> Instructions for the task: As an exercise, copy out the entries exactly as written.
[Start of Attachment]
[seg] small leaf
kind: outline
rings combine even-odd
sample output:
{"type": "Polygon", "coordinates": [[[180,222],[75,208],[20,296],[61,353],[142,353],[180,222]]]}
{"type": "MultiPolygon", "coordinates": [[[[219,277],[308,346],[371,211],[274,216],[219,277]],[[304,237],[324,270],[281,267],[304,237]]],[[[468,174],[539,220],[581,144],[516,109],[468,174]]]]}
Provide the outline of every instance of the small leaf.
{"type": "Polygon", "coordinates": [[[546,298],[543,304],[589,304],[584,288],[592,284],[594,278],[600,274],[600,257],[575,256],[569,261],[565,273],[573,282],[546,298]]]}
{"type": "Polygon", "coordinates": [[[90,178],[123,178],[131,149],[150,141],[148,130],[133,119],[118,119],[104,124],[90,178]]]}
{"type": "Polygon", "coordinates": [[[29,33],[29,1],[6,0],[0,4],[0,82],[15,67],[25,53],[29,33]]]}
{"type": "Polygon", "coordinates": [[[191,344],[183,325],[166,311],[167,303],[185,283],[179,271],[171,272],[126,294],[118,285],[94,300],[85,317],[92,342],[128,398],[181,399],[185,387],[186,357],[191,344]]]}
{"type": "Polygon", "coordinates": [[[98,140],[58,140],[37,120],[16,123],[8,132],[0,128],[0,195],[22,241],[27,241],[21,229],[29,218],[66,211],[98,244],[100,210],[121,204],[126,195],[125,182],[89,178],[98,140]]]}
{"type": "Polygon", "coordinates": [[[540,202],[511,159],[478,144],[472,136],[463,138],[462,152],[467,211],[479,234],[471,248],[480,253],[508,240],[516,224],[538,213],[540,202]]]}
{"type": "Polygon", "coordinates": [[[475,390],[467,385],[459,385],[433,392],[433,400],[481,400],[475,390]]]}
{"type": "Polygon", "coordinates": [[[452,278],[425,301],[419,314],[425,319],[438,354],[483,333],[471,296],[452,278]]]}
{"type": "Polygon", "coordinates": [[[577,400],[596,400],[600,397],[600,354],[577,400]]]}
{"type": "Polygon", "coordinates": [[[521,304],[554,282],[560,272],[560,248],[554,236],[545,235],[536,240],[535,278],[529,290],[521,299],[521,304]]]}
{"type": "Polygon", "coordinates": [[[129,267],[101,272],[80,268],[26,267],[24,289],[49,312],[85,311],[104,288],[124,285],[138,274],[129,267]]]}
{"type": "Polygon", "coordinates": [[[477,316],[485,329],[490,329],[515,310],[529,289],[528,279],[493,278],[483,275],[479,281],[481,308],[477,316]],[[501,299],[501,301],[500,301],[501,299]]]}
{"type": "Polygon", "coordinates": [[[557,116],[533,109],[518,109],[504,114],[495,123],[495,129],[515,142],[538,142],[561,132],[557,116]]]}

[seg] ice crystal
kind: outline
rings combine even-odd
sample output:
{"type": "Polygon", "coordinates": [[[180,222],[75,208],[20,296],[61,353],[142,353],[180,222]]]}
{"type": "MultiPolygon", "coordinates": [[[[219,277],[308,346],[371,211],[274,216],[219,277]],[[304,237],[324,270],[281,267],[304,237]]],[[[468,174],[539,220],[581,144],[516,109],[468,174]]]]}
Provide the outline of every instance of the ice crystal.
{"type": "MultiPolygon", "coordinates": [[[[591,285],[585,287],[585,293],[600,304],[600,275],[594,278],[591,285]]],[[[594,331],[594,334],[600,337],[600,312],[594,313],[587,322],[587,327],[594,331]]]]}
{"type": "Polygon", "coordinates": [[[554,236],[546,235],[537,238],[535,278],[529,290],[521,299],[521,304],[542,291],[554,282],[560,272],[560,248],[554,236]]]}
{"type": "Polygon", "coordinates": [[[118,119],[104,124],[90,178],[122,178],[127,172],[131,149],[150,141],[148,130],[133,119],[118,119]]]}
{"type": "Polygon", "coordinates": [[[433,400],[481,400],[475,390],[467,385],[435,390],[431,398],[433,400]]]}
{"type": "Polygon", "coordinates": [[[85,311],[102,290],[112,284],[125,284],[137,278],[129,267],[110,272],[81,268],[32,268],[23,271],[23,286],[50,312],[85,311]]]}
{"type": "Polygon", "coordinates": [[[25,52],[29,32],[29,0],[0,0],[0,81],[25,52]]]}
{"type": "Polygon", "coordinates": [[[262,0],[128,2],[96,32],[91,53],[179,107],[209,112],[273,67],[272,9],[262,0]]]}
[End of Attachment]
> Task response:
[seg] small leaf
kind: outline
rings combine even-odd
sample output:
{"type": "Polygon", "coordinates": [[[180,222],[75,208],[20,296],[61,353],[142,353],[180,222]]]}
{"type": "MultiPolygon", "coordinates": [[[[219,277],[308,346],[371,211],[274,216],[219,277]],[[304,237],[324,270],[281,267],[304,237]]],[[[468,174],[539,220],[581,144],[516,109],[468,174]]]]}
Provide the outline of every instance of the small leaf.
{"type": "Polygon", "coordinates": [[[546,298],[543,304],[589,304],[584,288],[592,284],[594,278],[600,274],[600,257],[575,256],[569,261],[565,273],[573,282],[546,298]]]}
{"type": "Polygon", "coordinates": [[[90,178],[123,178],[131,149],[150,141],[148,130],[133,119],[118,119],[104,124],[90,178]]]}
{"type": "Polygon", "coordinates": [[[29,33],[29,1],[6,0],[0,4],[0,82],[15,67],[25,53],[29,33]]]}
{"type": "Polygon", "coordinates": [[[191,344],[183,325],[166,311],[167,303],[185,283],[179,271],[171,272],[126,294],[118,285],[94,300],[85,317],[92,342],[128,398],[181,399],[185,387],[186,357],[191,344]]]}
{"type": "Polygon", "coordinates": [[[98,140],[58,140],[37,120],[16,123],[8,132],[0,128],[0,195],[22,241],[27,241],[21,229],[29,218],[66,211],[98,244],[100,210],[121,204],[126,195],[125,182],[89,178],[98,140]]]}
{"type": "Polygon", "coordinates": [[[540,202],[511,159],[478,144],[472,136],[463,138],[462,152],[467,211],[479,234],[471,248],[480,253],[508,240],[516,224],[538,213],[540,202]]]}
{"type": "Polygon", "coordinates": [[[475,390],[467,385],[459,385],[433,392],[433,400],[481,400],[475,390]]]}
{"type": "Polygon", "coordinates": [[[452,278],[425,301],[419,314],[425,319],[438,354],[483,333],[471,296],[452,278]]]}
{"type": "Polygon", "coordinates": [[[577,400],[596,400],[600,397],[600,354],[577,400]]]}
{"type": "Polygon", "coordinates": [[[521,304],[554,282],[560,272],[560,248],[554,236],[545,235],[536,240],[535,278],[529,290],[521,299],[521,304]]]}
{"type": "Polygon", "coordinates": [[[129,267],[101,272],[80,268],[26,267],[24,289],[49,312],[85,311],[104,288],[124,285],[138,274],[129,267]]]}
{"type": "Polygon", "coordinates": [[[477,316],[485,329],[490,329],[515,310],[529,289],[528,279],[493,278],[483,275],[479,281],[481,308],[477,316]],[[501,299],[501,301],[500,301],[501,299]]]}
{"type": "Polygon", "coordinates": [[[557,116],[533,109],[518,109],[504,114],[495,123],[495,129],[515,142],[538,142],[561,132],[557,116]]]}

[seg] ice crystal
kind: outline
rings combine even-odd
sample output:
{"type": "Polygon", "coordinates": [[[180,222],[75,208],[20,296],[61,353],[142,353],[180,222]]]}
{"type": "MultiPolygon", "coordinates": [[[[219,277],[308,346],[371,211],[274,216],[219,277]],[[304,237],[324,270],[281,267],[304,237]]],[[[468,174],[539,220],[581,144],[516,109],[468,174]]]]}
Provide the outline of every instance of the ice crystal.
{"type": "MultiPolygon", "coordinates": [[[[591,285],[585,287],[585,293],[600,304],[600,275],[594,278],[591,285]]],[[[594,331],[594,334],[600,337],[600,312],[594,313],[587,322],[587,327],[594,331]]]]}
{"type": "Polygon", "coordinates": [[[554,236],[546,235],[537,238],[535,278],[529,290],[521,299],[521,304],[542,291],[554,282],[560,272],[560,248],[554,236]]]}
{"type": "Polygon", "coordinates": [[[118,119],[104,124],[90,178],[122,178],[127,172],[131,149],[150,141],[148,130],[133,119],[118,119]]]}
{"type": "Polygon", "coordinates": [[[433,400],[481,400],[475,390],[467,385],[435,390],[431,398],[433,400]]]}
{"type": "Polygon", "coordinates": [[[85,311],[102,290],[112,284],[125,284],[137,278],[129,267],[110,272],[81,268],[32,268],[23,271],[23,286],[50,312],[85,311]]]}
{"type": "Polygon", "coordinates": [[[25,52],[29,32],[29,0],[0,0],[0,81],[25,52]]]}
{"type": "Polygon", "coordinates": [[[262,0],[128,2],[96,32],[91,53],[179,107],[209,112],[273,67],[272,9],[262,0]]]}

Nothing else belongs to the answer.